TASK TO CARRY OUT:
In the copy, keep every record exact and leave out all images.

(RECORDS TO USE)

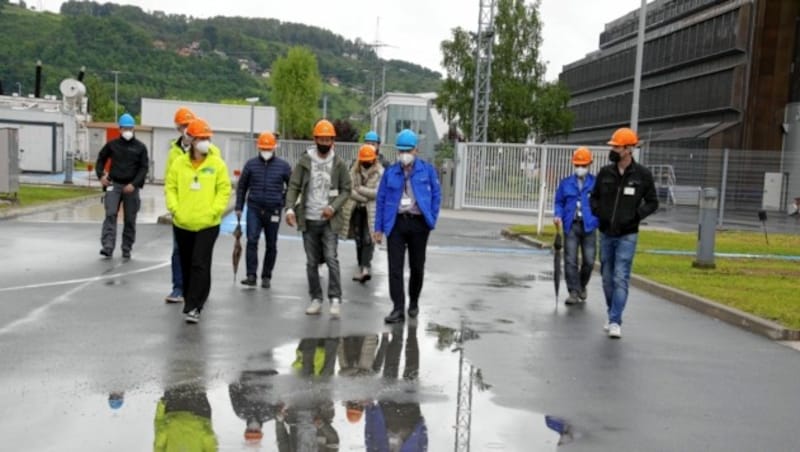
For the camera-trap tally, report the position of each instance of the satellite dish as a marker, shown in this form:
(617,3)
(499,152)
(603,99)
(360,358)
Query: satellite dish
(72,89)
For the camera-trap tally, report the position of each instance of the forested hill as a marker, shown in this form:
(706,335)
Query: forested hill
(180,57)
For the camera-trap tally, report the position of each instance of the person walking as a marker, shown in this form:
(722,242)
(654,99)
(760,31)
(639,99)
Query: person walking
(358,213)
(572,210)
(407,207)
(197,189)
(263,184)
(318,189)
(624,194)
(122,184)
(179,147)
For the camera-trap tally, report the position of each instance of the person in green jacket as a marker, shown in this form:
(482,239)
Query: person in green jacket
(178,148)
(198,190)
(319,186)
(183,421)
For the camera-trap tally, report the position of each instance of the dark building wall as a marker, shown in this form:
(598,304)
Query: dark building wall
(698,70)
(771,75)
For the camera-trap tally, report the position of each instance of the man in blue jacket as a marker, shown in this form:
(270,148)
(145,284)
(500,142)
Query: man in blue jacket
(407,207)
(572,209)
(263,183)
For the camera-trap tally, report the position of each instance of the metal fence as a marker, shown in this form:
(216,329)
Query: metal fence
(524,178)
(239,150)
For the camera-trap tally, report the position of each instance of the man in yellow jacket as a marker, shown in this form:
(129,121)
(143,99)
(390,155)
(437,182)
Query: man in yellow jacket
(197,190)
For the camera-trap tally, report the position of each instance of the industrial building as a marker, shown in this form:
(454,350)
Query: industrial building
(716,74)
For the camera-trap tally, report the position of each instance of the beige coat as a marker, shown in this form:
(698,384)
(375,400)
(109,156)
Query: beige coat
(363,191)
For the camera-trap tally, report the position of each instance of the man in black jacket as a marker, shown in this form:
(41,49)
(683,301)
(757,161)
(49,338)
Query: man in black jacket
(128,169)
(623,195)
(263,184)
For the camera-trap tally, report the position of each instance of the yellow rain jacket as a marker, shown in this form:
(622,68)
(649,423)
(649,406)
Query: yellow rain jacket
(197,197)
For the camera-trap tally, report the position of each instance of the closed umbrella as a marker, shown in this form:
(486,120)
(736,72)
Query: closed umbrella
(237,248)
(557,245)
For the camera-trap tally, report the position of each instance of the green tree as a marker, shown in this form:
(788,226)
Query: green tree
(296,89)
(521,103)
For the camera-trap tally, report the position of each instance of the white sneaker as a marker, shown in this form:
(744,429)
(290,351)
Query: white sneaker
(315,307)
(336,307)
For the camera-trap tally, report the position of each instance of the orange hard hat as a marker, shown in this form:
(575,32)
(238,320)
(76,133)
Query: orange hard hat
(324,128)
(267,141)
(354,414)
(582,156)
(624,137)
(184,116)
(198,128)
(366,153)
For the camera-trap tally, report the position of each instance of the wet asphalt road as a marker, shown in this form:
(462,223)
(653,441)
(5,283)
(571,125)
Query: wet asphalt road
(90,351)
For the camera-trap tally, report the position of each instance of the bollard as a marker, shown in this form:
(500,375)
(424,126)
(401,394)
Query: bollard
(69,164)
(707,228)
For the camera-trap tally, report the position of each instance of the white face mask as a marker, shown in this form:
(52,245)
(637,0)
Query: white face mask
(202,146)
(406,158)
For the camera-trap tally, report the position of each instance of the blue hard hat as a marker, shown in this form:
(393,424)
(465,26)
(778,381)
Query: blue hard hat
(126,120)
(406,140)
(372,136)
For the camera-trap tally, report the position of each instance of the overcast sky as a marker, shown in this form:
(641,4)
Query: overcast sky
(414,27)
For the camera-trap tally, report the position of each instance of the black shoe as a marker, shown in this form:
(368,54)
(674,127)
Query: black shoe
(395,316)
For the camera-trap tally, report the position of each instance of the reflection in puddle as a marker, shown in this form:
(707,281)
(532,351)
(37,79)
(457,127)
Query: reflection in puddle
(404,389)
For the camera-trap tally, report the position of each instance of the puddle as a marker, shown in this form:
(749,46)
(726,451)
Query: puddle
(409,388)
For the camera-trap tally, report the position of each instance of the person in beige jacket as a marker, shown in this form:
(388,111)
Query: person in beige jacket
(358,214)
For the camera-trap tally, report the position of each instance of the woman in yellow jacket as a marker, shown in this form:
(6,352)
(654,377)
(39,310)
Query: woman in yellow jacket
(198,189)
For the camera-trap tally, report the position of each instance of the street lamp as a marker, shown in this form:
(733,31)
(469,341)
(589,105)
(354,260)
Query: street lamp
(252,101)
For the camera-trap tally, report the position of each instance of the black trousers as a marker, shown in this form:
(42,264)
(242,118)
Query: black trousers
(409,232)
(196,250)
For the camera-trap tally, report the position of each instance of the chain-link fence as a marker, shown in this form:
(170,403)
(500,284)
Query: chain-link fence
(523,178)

(End RECORDS TO USE)

RESPONSE TO THE TASK:
For the camera-trap tally, report the position of each instance of the satellite dish as a marker, shown in this form:
(617,3)
(499,152)
(603,99)
(360,358)
Query: satellite dish
(72,89)
For the camera-trap tally, report the position of each instance of the forested hill as a marker, shown in this form:
(706,335)
Query: forested hill
(180,57)
For the camera-trap tally, report the position of each instance of the person walking as a marker, shown in this form:
(722,242)
(654,99)
(760,31)
(639,99)
Query: person walking
(358,213)
(572,210)
(407,207)
(197,189)
(263,184)
(318,189)
(624,194)
(122,184)
(179,147)
For the camera-trap tally, report the position of each instance of the person in green jacket as a marker, shown in this form:
(482,239)
Query: person in green jacket
(178,148)
(198,190)
(319,186)
(183,421)
For the camera-trap tally, report the position of each instance of the dark building wall as a marker, shown in this form:
(598,304)
Query: dark building wall
(698,70)
(771,75)
For the camera-trap tally, report the position of each instance of the man in blue jacket as a marker, shown in this form:
(270,148)
(145,284)
(500,142)
Query: man in blue jacket
(407,207)
(572,209)
(263,183)
For the camera-trap tally, report the position of each instance of the metal fence as a marker, shown in this form:
(216,329)
Query: metal fence
(524,178)
(239,150)
For the camera-trap tally, report the position of each instance of the man in yellow jacket as a marker, shown in this form:
(129,121)
(143,99)
(390,155)
(437,182)
Query: man in yellow jacket
(197,190)
For the camera-trap tally, report the position of each instance of the industrial building as a marker, shown in this form:
(454,350)
Query: industrial building
(716,74)
For the camera-trap tally, report the position of each instance of the beige coat as a marker, shown in this form:
(698,384)
(375,400)
(109,156)
Query: beige coat
(363,191)
For the camera-trap tally, report the position of each instance of the man in black jacket as a marker, shown in this form:
(41,49)
(683,301)
(757,161)
(49,338)
Query: man in black jacket
(128,169)
(623,195)
(263,184)
For the camera-trap tally, report the position of each instance of the yellow rain jacket as a marker, shown in this form:
(622,68)
(649,423)
(649,406)
Query: yellow rain jacket
(197,197)
For the camera-trap tally, report the position of each instance of the closed umbrella as a marker, shown in this form:
(486,120)
(736,72)
Query: closed umbrella
(237,248)
(557,245)
For the camera-trap tally, report the position of each instance of the green tree as a marker, shown in this form:
(788,226)
Query: green tree
(296,89)
(521,103)
For the camera-trap tally, report the position of each instance of the white sneaker as a marker, shown in this form:
(744,429)
(290,351)
Query: white sneaker
(315,307)
(336,307)
For the camera-trap tally, report the position of each instance of the orange hard hat as a marker, shown in this form:
(575,32)
(238,320)
(76,133)
Query: orange hard hat
(324,128)
(267,141)
(354,414)
(582,156)
(624,137)
(184,116)
(198,128)
(366,153)
For the camera-trap tally, report the position of each instance of the wet asphalt road as a marker, shown in this form:
(462,223)
(653,441)
(5,283)
(571,125)
Query: wet asphalt road
(90,351)
For the camera-trap tally, report the position of each instance of the bollard as a marker, shown in this form:
(500,375)
(424,126)
(401,394)
Query: bollard
(69,164)
(707,228)
For the camera-trap tally, report the position of each instance of the white face mask as a marker, shown in this form:
(52,245)
(637,0)
Query: white face mask
(202,146)
(406,158)
For the camera-trap tally, report the position of each instance of the blue hard hat as a marker, shown in this form:
(393,424)
(465,26)
(778,381)
Query: blue hard hat
(126,120)
(406,140)
(372,136)
For the camera-trap tally, report the position of each instance of the overcast sky as a marker, shown in this form:
(641,4)
Query: overcast sky
(414,27)
For the camera-trap tally, report the position of each instance of the black shoe as a marker, shown in this form:
(368,54)
(674,127)
Query: black shoe
(395,316)
For the camera-trap tally, report the position of each instance of the reflection in puddle as a marker, shown in this form:
(707,281)
(532,351)
(37,79)
(457,127)
Query: reflection in puddle
(404,389)
For the camera-trap tally, report the position of each instance of the puddle as a marker, shown in this form:
(749,46)
(726,451)
Query: puddle
(409,388)
For the camera-trap tally, report the position of each instance of the person in beige jacket as a marker, shown in this form:
(388,111)
Query: person in beige jacket
(358,214)
For the camera-trap tally, report the position of each instance of the woman in yellow jacket as a marker, shown in this form:
(6,352)
(654,377)
(39,310)
Query: woman in yellow jacket
(198,189)
For the camera-trap tally, report the position of each instance of the street lamp as a marker, shown in this form:
(733,31)
(469,341)
(589,105)
(354,260)
Query: street lamp
(252,101)
For the camera-trap tally, report the position of each instance of the black trousers as a marker, shown in this form:
(42,264)
(242,118)
Query: black trousers
(409,232)
(196,250)
For the camera-trap tally, report the position of each instance of the chain-link fence as a marker, shown in this form:
(170,403)
(500,284)
Query: chain-link fence
(523,178)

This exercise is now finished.